TASK INSTRUCTIONS »
[A] Rewrite the court judgment on the RM8.5 Million advance, everything from "was fixed and" down to "to me soonest.", with "main-contract" replaced by "timber contract".
[B] Extend the court judgment on the RM8.5 Million advance, picking up after its final sentence.

TEXT SECTION »
----------
We also reminded ourselves of the overriding principle that in undertaking the task before him a Judge has always been afforded the latitude to arrive at his own findings of fact and that a party complaining of the omission of the Judge to consider a point in his favour must be able to convince the appellate court that the omission was so critical that it would have affected the outcome of the litigation.






Having examined the Notes of Proceedings of the High Court in the present action, we are convinced that the omission of the learned Judge to consider the two paragraphs referred to earlier would not have influenced the outcome of the litigation, for there were other more compelling evidence that the plaintiff had made the advance for himself and not for and on behalf of his company or companies. They were to be found in the letter which the plaintiff wrote to the defendant and the reply he received from the defendant’s solicitors.


The plaintiff’s letter read as follows:


“Our Ref: IE/M/447/95


Date: 6 December 1995 AR REGISTERED


Tan Sri Ting Pek Khiing


Equatorial Timber Marketing Sdn Bhd


No. I Jalan Padungan


Bandaraya Kuching Utara


P.O. Box 2939


93758 Kuching.


Dear Tan Sri




I write in respect of various sums of monies that I have advanced/paid to you over the past few years. Since my oral attempts to speak to you regarding such payments has failed to produce any satisfactory result, I am constrained to write to you.


You will recall, I met you at the Holiday Inn, Singapore in 1991. You informed me that for a fee of RM8.5 Million, you could secure a timber main-contract for my company, in respect of a timber concession of some 40,000 odd acres adjacent to Lanjak Entimau concession.


Pursuant to our conversation and the agreement that we reached, I caused to be paid to you a sum of money in both Malaysian and Singapore currency amounting to RM8.5 Million on the understanding and upon your undertaking that you would return the said money if you failed to secure such a main-contract. No time period






was fixed and I appreciate that it can take a very long time to secure such a main-contract. You repeatedly assured me each time I reminded you over the past years that you were still working on it and asked me to wait.


The last time you told me to wait was in last year, 1994. I know that you have been working on obtaining the main-contract since then, as you assured me you were doing so.


However, thinking the matter over, I do not wish to proceed any further with our arrangement. I do not want the main-contract anymore.


Therefore, I will appreciate if you could return the RM8.5 Million to me soonest.


I look forward to hearing from you soon.
----------
PROVIDED DATA »
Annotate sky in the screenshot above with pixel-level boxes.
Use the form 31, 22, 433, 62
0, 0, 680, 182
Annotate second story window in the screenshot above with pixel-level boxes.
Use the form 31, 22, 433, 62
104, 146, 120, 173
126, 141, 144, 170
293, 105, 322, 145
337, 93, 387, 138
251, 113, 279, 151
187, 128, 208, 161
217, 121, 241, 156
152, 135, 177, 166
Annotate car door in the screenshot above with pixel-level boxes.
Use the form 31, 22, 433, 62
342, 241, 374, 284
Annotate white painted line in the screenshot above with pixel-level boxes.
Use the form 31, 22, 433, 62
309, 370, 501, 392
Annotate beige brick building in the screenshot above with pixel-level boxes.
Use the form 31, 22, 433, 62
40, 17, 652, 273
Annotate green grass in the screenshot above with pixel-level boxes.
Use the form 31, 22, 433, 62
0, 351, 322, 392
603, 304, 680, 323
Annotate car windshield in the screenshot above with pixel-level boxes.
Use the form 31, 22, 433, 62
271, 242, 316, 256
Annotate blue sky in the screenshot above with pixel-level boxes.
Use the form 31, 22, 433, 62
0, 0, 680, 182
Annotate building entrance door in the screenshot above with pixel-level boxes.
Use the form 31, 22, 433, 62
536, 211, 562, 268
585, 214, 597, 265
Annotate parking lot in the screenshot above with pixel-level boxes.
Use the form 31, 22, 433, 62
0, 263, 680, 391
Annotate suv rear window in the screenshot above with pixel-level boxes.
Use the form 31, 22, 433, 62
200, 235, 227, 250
----------
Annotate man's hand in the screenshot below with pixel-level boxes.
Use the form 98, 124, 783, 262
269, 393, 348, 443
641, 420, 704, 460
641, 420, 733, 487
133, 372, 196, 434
----------
OUTPUTS FOR THE TASKS »
[A]
was fixed and I appreciate that it can take a very long time to secure such a timber contract. You repeatedly assured me each time I reminded you over the past years that you were still working on it and asked me to wait.


The last time you told me to wait was in last year, 1994. I know that you have been working on obtaining the timber contract since then, as you assured me you were doing so.


However, thinking the matter over, I do not wish to proceed any further with our arrangement. I do not want the timber contract anymore.


Therefore, I will appreciate if you could return the RM8.5 Million to me soonest.

[B]
Yours faithfully




The reply from the defendant’s solicitors Victor Wong & Chiew dated 22/12/1995 in response to the plaintiff’s letter read:


“Your Ref: IE/M/447/95 & IE/M/448/95


22nd December, 1995 AR REGISTERED


Mr. Hii Chang Pee,


Interhill Enterprise Sendirian Berhad,


Lot 960, Piasau Industrial Area,


Jalan Bulatan,


P.O. Box 1200/1559,


98008 Miri.


Dear Sir,






We act for and on behalf of Tan Sri Datuk Ting Pek Khiing of Equatorial Timber Marketing Sendirian Berhad, of P.O. Box 2939, 93758 Kuching in respect of the above stated matters.


Your two letters with the above-stated reference dated 6th and 8th December, 1995 respectively and addressed to Tan Sri have been given to us with instructions to reply thereto.


In respect of the RM8.5 million paid by you to Tan Sri on the matter of the timber






concession of some 40,000 acres, we are to say that Tan Sri will make refund of the same.


In respect of the Singapore Dollars 3,580,000.00 paid by you on the matter of the transfer of Timber Licence No.T/3157, we are to say with regret that your request for the refund of this sum cannot be entertained.


We are to say that the transfer of the said Timber Licence could not be successfully carried out due to actions on your part amounting to criminal offence directly affecting the said Timber Licence. Your actions were directly and solely the cause of the cancellation of the said Timber Licence by the relevant authority. You will appreciate that in these circumstances, refund of the Singapore Dollars 3,580,000.00 cannot be made.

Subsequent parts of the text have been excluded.